→ Texte source
╭──

Nelson Mandela. Combien de pays peuvent se résumer à un seul nom ? Vingt-sept années passées derrière les barreaux pour arracher la liberté de la majorité noire feront de lui le premier président de l’Afrique du Sud démocratique. Pourtant, à l’annonce de sa mort un doux soir de décembre 2013, les Sud-Africains hésitent. Certains dansent pour célébrer le héros devant sa résidence cossue de Johannesburg, d’autres n’ont guère envie de se déplacer malgré le déferlement des caméras du monde entier. Le jour de la commémoration nationale, sous les yeux des dignitaires étrangers, à peine la moitié des gradins du stade près de Soweto, conçu en forme de calebasse¹, seront occupés.
Mille-feuille de peuples, formés par des siècles de migrations continues, des communautés bantoues aux colons européens, l’Afrique du Sud a besoin d’un ingrédient clé pour tenir ensemble : l’espoir. Face à l’ordre établi, le combattant xhosa Mandela, avec l’aide de ses camarades du Congrès national africain (ANC), avait ainsi incarné une puissante conviction : rien n’est jamais impossible. L’inébranlable peut un jour vaciller.
Sur cette terre rouge ocre qui a trop saigné, meurtrie par plus de trois siècles d’oppression raciale d’une brutalité inouïe, les Sud-Africains se sont forgés dans la lutte. Ils en sont fiers. Fiers d’avoir imaginé un avenir où chacun aurait sa place. Fiers d’être cette nation « arc-en-ciel » qui a séduit le reste du monde. Fiers d’offrir à l’étranger leur philosophie de l’ubuntu dans laquelle un être humain n’existe que grâce à tous les autres. La promesse d’un monde profondément fraternel.

╰──

→ Données fournies
╭──

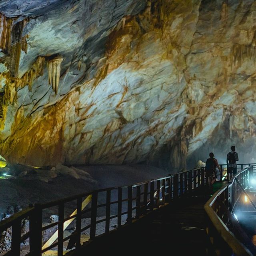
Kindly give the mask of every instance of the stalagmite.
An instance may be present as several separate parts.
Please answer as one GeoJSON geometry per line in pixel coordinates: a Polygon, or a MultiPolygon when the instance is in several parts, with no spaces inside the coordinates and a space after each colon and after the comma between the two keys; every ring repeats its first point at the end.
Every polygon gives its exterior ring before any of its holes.
{"type": "Polygon", "coordinates": [[[61,56],[56,57],[48,60],[48,82],[52,84],[52,90],[57,94],[60,75],[60,65],[63,60],[61,56]]]}
{"type": "Polygon", "coordinates": [[[256,47],[243,44],[236,44],[233,46],[231,54],[232,65],[236,66],[238,64],[240,66],[242,63],[248,58],[254,63],[256,62],[256,47]]]}

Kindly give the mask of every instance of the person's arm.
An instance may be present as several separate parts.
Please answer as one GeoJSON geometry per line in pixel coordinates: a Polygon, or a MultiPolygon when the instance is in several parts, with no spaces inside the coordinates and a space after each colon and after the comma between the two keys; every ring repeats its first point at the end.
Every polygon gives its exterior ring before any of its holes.
{"type": "Polygon", "coordinates": [[[219,164],[218,163],[218,160],[216,158],[215,158],[214,160],[215,161],[215,164],[217,168],[220,170],[220,167],[219,164]]]}

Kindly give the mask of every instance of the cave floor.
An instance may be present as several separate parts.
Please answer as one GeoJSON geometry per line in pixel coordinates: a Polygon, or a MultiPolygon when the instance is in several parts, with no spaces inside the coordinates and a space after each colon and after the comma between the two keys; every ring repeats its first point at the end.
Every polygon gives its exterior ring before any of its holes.
{"type": "Polygon", "coordinates": [[[152,217],[134,228],[113,235],[102,242],[103,244],[90,246],[83,252],[99,255],[125,248],[126,252],[134,253],[136,248],[137,253],[144,254],[160,250],[165,254],[178,252],[173,255],[189,255],[192,252],[193,255],[206,255],[208,237],[204,206],[214,192],[226,183],[215,182],[212,190],[202,186],[156,210],[152,217]]]}

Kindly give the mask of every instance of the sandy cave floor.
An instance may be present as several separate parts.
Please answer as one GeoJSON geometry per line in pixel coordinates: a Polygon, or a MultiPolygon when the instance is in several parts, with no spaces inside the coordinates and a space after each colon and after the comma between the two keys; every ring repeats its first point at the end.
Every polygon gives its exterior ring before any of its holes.
{"type": "MultiPolygon", "coordinates": [[[[2,217],[8,207],[17,205],[24,208],[29,204],[46,202],[63,198],[70,196],[90,191],[93,189],[123,186],[164,177],[168,174],[165,170],[145,165],[125,166],[77,166],[67,167],[58,166],[49,170],[36,169],[31,167],[16,165],[10,166],[8,174],[5,177],[6,168],[0,168],[0,214],[2,217]]],[[[124,195],[126,192],[124,191],[124,195]]],[[[117,193],[112,195],[116,198],[117,193]]],[[[98,201],[103,202],[104,194],[99,194],[98,201]]],[[[67,204],[65,215],[67,216],[76,208],[76,202],[67,204]]],[[[127,206],[123,206],[124,209],[127,206]]],[[[116,214],[117,206],[111,208],[111,214],[116,214]]],[[[53,207],[44,212],[44,225],[50,223],[50,216],[57,214],[57,208],[53,207]]],[[[103,218],[105,209],[98,212],[98,219],[103,218]]],[[[88,216],[87,217],[89,217],[88,216]]],[[[82,227],[90,223],[90,218],[84,218],[82,227]]],[[[127,216],[123,216],[122,224],[126,222],[127,216]]],[[[70,235],[75,229],[75,221],[66,229],[64,236],[70,235]]],[[[117,224],[116,218],[111,220],[110,229],[114,229],[117,224]]],[[[97,224],[96,235],[104,232],[104,222],[97,224]]],[[[45,234],[45,241],[56,230],[56,227],[52,228],[45,234]]],[[[81,242],[88,240],[90,229],[83,232],[81,242]]],[[[68,242],[64,244],[66,248],[68,242]]],[[[28,252],[28,243],[22,244],[22,255],[28,252]]],[[[54,248],[56,250],[56,248],[54,248]]],[[[48,252],[44,255],[55,255],[54,252],[48,252]]],[[[3,255],[0,252],[0,255],[3,255]]]]}

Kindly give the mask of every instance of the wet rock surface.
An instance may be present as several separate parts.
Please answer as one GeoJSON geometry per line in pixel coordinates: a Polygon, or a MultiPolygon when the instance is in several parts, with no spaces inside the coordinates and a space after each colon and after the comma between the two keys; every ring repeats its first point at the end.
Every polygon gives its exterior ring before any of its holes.
{"type": "Polygon", "coordinates": [[[255,158],[255,1],[28,2],[0,3],[9,162],[255,158]]]}

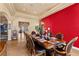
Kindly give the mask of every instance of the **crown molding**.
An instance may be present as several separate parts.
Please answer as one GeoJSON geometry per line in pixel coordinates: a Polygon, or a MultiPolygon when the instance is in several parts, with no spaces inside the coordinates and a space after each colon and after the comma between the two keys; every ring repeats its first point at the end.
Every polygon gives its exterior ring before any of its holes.
{"type": "Polygon", "coordinates": [[[67,8],[67,7],[69,7],[70,5],[73,5],[73,4],[74,4],[74,3],[61,3],[61,4],[57,5],[57,6],[55,6],[54,8],[48,10],[48,11],[47,11],[46,13],[44,13],[43,15],[40,15],[40,16],[39,16],[39,19],[42,19],[42,18],[44,18],[44,17],[46,17],[46,16],[49,16],[49,15],[51,15],[51,14],[54,14],[54,13],[56,13],[56,12],[58,12],[58,11],[64,9],[64,8],[67,8]]]}

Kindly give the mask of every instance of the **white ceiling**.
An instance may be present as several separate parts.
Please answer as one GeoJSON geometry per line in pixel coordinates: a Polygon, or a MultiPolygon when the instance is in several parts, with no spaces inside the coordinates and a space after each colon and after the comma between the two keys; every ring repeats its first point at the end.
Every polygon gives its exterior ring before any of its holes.
{"type": "Polygon", "coordinates": [[[12,14],[17,14],[18,12],[18,15],[24,14],[24,16],[35,16],[41,19],[72,4],[73,3],[14,3],[7,4],[7,8],[10,9],[12,14]]]}
{"type": "Polygon", "coordinates": [[[31,15],[40,15],[47,12],[51,8],[57,6],[58,4],[59,3],[55,3],[55,4],[54,3],[53,4],[52,3],[41,3],[41,4],[21,3],[21,4],[14,4],[14,7],[19,12],[23,12],[31,15]]]}

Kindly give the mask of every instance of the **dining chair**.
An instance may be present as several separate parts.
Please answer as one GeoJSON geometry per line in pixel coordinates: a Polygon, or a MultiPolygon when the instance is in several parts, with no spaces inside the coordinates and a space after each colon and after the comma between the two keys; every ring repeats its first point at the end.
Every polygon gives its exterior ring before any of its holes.
{"type": "Polygon", "coordinates": [[[77,41],[77,39],[78,39],[78,36],[75,37],[75,38],[73,38],[73,39],[67,44],[67,46],[66,46],[66,55],[67,55],[67,56],[70,55],[72,46],[73,46],[74,42],[77,41]]]}
{"type": "Polygon", "coordinates": [[[70,52],[74,42],[78,39],[78,37],[73,38],[66,46],[65,51],[61,52],[54,48],[54,56],[70,56],[70,52]]]}
{"type": "Polygon", "coordinates": [[[42,50],[36,50],[35,49],[35,43],[31,37],[31,35],[28,35],[27,33],[25,33],[26,36],[26,49],[27,49],[27,53],[28,56],[43,56],[46,55],[46,51],[44,49],[42,50]]]}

╰──

→ Objectifs
#1 Dans le texte sur l'Afrique du Sud, combien d'années Mandela a-t-il passées derrière les barreaux ?
#2 Poursuivez le texte sur Mandela et l'Afrique du Sud après sa dernière phrase.

→ Réponses de l'exercice
#1 Vingt-sept années.

#2
Ils s’appellent Sihle, Zanele ou encore Mangi. Dans les ruelles entremêlées des townships d’Alexandra ou de Khayelitsha, vous les trouverez assis chez eux, dans des shacks, ces patchworks brinquebalants de bouts de tôles d’une unique pièce. Ou au shebeen du coin, attablés dans ces gargotes illégales sous l’apartheid. La vingtaine, ils appartiennent à la génération des born free, les « nés libres ». Ils sont venus au monde quand leurs parents et grands-parents ont mis pour la première fois un bulletin dans l’urne en 1994. Le régime ségrégationniste de la minorité blanche figure dans leurs livres d’histoire.
Sont-ils libres pour autant ? Un silence. « Eish… » répondent-ils, de cette interjection si répandue mais intraduisible. Comprenez : « C’est compliqué ». Ces jeunes Noirs veulent choisir leur vie, mais un chômage massif les enferme dans un immobilisme désespérant. Leurs frustrations grandissent. L’Afrique du Sud ne quitte pas le podium des pays les plus inégalitaires au monde. Au loin, de l’autre côté de l’autoroute de 2x4 voies, derrière les hauts murs surmontés de barbelés et de caméras de surveillance, ils constatent qu’une minorité reste privilégiée. Majoritairement des Blancs, mais désormais rejoints par une petite partie des Noirs, nouveaux arrivants de la classe moyenne.
La colère des laissés-pour-compte de la nouvelle Afrique du Sud est sourde, mais se fait de plus en plus entendre. Dans les rues, dans les mines, sur les campus, on « toy-toye » comme sous l’ordre ancien. Une contestation en dansant, chantant, criant, en brûlant des pneus et des poubelles pour rendre la grogne plus spectaculaire. « Le bulletin de vote ne se mange pas », crie-t-on.
Les discriminations héritées du passé sont encore trop présentes. Comment les Sud-Africains peuvent-ils s’émanciper dans un pays qui demeure une « maison hantée » s’interroge, implacable, la poétesse Koleka Putuma². Pour cette « née libre » qui explore « la douleur noire », l’oppressé et l’oppresseur n’ont pas disparu dans cette démocratie qui ne serait que de façade.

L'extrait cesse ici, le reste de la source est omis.